Exactly reproduce each record listed below.

DATA FOR REVIEW ::
BEGIN
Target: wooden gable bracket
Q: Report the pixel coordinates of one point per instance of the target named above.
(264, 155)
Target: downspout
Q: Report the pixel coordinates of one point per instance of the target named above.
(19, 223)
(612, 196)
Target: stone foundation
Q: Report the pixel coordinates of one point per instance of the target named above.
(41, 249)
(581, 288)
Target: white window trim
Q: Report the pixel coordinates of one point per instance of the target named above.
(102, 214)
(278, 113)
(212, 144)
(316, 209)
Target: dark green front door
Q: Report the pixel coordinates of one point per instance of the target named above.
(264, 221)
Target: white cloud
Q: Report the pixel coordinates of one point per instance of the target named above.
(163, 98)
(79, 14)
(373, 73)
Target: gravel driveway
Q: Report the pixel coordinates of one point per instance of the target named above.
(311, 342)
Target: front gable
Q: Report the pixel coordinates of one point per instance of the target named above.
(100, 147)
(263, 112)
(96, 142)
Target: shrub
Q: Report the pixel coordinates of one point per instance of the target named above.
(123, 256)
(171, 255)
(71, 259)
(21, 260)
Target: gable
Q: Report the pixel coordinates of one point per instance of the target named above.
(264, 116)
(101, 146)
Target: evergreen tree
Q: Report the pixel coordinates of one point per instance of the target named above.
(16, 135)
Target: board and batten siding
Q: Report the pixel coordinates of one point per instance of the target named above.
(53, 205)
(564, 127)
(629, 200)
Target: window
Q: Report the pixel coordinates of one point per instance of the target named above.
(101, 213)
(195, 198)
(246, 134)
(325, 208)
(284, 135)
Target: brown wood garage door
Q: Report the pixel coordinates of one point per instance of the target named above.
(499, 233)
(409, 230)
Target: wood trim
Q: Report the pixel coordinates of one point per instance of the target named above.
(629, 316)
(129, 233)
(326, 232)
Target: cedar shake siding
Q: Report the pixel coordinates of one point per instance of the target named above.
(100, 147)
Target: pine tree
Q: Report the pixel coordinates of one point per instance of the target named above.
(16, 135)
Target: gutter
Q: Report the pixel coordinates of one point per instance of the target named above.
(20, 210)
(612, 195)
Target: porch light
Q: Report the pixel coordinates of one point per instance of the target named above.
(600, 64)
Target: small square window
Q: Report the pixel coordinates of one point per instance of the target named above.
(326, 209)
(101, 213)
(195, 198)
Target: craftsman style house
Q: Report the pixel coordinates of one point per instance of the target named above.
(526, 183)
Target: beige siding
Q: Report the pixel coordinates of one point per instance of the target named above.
END
WRITTEN ANSWER ::
Target: wooden gable bracket
Q: Report the pixel coordinates of one point per instance of the target named above.
(264, 155)
Target: downspout
Q: Report the pixel coordinates of one point per instance of the target named above.
(19, 223)
(612, 196)
Target: stone foundation
Q: Report the pixel coordinates of one point per instance of the target named above.
(41, 249)
(581, 288)
Target: white window trim
Q: Report the pixel coordinates of one point per instance of the target named above.
(102, 214)
(278, 113)
(212, 144)
(316, 209)
Target: dark green front door
Q: Report the pixel coordinates of one point per instance of the target named above.
(264, 221)
Target: white cloud
Q: Report the pixel coordinates of one point per instance of the target named above.
(163, 98)
(79, 14)
(373, 73)
Target: gravel driveway
Q: Report the pixel coordinates of one point per instance of the target named above.
(311, 342)
Target: front gable
Q: Report the pixel coordinates of one point per instance of the target named above.
(100, 147)
(263, 112)
(96, 142)
Target: shrub
Q: Report the pixel coordinates of one point per instance of the target named above.
(123, 256)
(171, 255)
(71, 259)
(21, 260)
Target: gable
Q: Report the pixel coordinates of one point per instance of the target named above.
(264, 116)
(101, 146)
Target: evergreen tree
Q: Report the pixel coordinates of one point per instance of the target named above.
(16, 135)
Target: board and batten siding
Q: Report the pixel coordinates of one point per instance of the target named above.
(53, 205)
(564, 127)
(629, 200)
Target: window
Q: Report the pixel coordinates of one point per instance of the target named above.
(101, 213)
(195, 198)
(246, 134)
(325, 208)
(284, 135)
Target: brown wood garage door
Q: Report the pixel coordinates of one point per instance of the target named above.
(499, 233)
(409, 230)
Target: wood trim
Q: Report the pixel coordinates of one point per instance of the target named above.
(629, 316)
(129, 233)
(326, 232)
Target: cedar shake siding
Q: Report the pixel coordinates of one point per instance of the target named above.
(100, 147)
Target: pine tree
Q: Report the pixel coordinates of one point per instance of the target named above.
(16, 135)
Target: gutter
Q: Report the pixel coordinates of one point per instance of the target named above.
(20, 210)
(612, 195)
Target: porch light
Q: Report the pixel coordinates of one point per instance of the target named above.
(600, 64)
Target: small square window
Q: Report the pixel coordinates of one point per instance of the target named above.
(326, 209)
(101, 213)
(195, 198)
Target: craftsman style house
Q: Report the pixel coordinates of one point per instance of the target named above.
(526, 183)
Target: beige siding
Q: Report the pixel coordinates of one point per instance of the target named above.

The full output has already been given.